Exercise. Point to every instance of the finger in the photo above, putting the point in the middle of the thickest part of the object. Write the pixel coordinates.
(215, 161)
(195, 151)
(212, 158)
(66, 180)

__________________________________________________

Reproduce the data, keeping every line exactly the same.

Exercise. Point to every instance of the finger in the photo above, putting the point in the middle of the thickest part of the object. Write the pixel coordinates.
(215, 161)
(195, 151)
(212, 158)
(66, 180)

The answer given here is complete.